• **TO DO**
Repeat verbatim the part of the items that opens with the line containing "25, row 109." and closes with the line containing "column 98, row 80", including both of those lines.
===== PROVIDED RECORDS =====
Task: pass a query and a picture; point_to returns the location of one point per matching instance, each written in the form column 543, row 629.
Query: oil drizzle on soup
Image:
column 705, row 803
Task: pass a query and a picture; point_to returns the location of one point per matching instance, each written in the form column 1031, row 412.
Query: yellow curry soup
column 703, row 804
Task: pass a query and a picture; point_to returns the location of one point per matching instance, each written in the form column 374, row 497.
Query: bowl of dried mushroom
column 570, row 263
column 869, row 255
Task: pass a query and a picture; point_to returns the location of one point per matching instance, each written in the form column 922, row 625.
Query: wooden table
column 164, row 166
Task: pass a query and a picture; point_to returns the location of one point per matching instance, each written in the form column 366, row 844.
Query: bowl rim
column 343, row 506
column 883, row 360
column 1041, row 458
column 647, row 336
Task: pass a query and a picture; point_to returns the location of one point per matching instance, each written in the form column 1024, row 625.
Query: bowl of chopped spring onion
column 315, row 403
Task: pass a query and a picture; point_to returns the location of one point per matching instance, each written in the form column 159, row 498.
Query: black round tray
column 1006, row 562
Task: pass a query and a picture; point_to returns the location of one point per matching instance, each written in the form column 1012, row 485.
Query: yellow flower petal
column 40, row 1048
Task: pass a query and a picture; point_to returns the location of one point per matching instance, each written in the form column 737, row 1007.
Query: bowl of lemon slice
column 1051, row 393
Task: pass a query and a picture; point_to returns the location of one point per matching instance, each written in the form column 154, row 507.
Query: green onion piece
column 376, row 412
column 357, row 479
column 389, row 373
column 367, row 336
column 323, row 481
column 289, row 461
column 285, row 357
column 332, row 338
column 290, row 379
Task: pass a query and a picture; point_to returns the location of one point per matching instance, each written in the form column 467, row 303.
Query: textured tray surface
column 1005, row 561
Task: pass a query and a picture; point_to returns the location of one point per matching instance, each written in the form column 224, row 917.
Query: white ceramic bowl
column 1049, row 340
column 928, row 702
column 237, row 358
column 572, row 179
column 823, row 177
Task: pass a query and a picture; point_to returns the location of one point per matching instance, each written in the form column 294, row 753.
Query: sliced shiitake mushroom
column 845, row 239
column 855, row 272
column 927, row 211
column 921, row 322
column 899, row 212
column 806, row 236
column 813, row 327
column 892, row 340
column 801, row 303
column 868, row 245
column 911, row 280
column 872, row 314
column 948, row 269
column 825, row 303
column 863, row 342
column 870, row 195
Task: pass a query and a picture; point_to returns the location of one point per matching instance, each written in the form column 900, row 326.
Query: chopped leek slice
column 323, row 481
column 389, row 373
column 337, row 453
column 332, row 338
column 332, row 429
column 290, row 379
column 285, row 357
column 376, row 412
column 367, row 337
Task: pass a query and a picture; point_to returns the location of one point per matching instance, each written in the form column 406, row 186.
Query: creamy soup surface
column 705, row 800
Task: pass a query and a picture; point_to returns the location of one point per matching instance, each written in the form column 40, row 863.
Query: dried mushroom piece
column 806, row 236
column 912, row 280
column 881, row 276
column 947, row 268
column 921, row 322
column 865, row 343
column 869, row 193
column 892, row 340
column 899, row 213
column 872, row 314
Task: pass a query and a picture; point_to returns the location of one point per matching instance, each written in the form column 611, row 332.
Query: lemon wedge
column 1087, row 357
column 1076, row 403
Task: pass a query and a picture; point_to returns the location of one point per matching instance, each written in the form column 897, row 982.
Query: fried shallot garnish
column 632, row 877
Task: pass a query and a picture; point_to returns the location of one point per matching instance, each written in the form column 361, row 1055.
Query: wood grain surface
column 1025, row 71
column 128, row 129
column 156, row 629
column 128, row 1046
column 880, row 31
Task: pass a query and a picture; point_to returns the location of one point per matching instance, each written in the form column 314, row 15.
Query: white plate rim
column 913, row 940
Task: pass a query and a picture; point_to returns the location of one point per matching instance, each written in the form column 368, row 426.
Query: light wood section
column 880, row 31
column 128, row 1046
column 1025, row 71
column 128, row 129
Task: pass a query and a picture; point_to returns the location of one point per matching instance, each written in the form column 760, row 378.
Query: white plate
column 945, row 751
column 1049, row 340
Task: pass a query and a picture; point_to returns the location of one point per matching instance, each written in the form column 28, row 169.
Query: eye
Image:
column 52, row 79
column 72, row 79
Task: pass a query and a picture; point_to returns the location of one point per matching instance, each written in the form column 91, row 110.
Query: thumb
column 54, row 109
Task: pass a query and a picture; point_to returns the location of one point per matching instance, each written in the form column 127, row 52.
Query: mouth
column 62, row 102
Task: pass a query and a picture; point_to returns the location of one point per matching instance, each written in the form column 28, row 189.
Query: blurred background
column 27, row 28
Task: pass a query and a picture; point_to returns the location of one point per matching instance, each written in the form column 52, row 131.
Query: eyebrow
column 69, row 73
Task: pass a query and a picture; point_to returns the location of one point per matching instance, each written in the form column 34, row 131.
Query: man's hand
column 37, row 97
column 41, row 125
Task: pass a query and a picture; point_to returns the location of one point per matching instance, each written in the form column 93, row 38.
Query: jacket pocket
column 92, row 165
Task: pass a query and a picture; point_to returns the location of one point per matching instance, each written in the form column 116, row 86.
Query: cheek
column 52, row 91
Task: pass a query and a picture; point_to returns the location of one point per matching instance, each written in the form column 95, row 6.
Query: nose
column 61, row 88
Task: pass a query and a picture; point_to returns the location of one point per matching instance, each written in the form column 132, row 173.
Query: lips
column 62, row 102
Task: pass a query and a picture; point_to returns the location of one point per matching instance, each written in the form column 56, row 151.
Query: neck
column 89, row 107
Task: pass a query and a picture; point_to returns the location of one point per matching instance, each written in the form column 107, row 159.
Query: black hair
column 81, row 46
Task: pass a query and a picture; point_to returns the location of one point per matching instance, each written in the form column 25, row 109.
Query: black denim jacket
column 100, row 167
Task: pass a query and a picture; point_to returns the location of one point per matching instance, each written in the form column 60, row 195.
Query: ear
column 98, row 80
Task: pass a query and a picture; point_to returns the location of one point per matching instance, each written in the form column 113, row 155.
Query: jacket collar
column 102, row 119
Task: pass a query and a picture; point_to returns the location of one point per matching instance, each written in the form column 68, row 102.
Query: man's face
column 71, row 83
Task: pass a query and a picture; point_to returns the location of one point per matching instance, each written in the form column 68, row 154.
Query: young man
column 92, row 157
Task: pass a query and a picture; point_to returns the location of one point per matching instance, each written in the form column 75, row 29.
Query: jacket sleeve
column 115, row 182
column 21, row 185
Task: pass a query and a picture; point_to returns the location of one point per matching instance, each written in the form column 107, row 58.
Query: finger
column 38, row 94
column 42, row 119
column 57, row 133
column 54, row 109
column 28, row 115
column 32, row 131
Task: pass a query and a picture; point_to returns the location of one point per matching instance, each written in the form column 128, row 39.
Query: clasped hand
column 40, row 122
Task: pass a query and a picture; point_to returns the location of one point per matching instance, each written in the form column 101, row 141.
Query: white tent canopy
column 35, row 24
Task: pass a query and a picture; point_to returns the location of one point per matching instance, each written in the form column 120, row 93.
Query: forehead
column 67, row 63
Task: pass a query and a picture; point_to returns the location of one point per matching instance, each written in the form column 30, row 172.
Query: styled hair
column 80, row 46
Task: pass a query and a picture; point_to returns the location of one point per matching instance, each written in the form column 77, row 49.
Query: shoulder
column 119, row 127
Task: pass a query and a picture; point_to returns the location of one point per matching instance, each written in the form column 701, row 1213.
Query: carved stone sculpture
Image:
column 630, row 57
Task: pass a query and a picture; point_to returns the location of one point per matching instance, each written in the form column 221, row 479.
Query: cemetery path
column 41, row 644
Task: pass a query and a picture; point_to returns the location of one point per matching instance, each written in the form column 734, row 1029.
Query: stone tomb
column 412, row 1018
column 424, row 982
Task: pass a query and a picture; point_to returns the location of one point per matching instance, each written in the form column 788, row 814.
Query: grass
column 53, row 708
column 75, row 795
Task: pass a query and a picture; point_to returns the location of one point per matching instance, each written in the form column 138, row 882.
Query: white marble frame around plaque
=====
• **SOLUTION**
Task: pass a query and a picture; point_to returns the location of one point per matching instance, each written in the form column 25, row 109.
Query: black denim jacket
column 100, row 167
Task: pass a query and a picture; point_to returns the location of one point per matching instance, each written in the form column 60, row 195.
Query: ear
column 98, row 80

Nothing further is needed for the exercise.